▶ AIM OF THE TASK
In the entries, find all lines that hold the word "alloy" and copy them.

───── MATERIAL FOR THIS EXERCISE

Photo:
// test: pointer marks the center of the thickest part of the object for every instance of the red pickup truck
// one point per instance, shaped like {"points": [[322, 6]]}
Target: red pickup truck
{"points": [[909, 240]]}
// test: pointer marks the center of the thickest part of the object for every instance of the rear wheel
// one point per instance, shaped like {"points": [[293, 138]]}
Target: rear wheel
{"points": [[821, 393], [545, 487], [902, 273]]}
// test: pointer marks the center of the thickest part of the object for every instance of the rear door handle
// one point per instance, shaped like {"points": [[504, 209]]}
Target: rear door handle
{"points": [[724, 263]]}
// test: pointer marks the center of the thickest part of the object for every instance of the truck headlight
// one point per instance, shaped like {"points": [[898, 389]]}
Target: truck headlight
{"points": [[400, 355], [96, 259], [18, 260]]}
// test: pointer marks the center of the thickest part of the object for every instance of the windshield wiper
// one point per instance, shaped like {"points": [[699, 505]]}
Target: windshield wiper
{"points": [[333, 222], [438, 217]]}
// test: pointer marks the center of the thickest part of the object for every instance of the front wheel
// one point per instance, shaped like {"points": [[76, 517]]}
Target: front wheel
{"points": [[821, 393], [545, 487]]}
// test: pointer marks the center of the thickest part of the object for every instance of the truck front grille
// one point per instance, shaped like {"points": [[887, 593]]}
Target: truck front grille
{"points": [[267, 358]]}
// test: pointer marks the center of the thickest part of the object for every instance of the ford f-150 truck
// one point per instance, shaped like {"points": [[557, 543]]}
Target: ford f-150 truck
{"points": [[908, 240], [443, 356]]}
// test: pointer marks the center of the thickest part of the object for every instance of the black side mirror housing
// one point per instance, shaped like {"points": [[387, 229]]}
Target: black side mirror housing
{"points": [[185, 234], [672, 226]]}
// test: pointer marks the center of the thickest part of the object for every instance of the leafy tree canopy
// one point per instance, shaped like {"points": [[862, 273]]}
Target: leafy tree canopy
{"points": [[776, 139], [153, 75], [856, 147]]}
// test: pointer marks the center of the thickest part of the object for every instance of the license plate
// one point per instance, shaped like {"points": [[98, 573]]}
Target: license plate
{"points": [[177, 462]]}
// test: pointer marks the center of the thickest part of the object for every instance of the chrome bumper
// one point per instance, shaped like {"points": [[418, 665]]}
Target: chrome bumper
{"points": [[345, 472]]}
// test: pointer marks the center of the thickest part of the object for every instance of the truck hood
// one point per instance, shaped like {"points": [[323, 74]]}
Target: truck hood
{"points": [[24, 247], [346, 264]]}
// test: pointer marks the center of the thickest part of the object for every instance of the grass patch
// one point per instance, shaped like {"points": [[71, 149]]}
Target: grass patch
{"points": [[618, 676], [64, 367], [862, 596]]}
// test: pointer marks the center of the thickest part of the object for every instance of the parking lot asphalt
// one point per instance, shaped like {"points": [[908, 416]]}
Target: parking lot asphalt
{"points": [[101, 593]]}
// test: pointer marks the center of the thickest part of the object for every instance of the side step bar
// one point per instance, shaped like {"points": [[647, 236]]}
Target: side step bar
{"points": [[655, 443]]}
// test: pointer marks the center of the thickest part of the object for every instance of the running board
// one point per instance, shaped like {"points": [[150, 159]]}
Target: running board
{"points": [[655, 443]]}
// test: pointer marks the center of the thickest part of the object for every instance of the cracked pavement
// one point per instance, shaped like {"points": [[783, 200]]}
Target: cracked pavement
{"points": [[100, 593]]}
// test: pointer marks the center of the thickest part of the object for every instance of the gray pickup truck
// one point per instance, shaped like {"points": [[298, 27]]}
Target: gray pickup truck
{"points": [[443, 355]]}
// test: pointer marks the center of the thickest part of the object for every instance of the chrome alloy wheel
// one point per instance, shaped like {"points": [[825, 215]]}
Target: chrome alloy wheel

──────────

▶ ANSWER BOX
// test: pointer marks the center of the thickest part of the object for every instance of the chrome alloy wheel
Target: chrome alloy wheel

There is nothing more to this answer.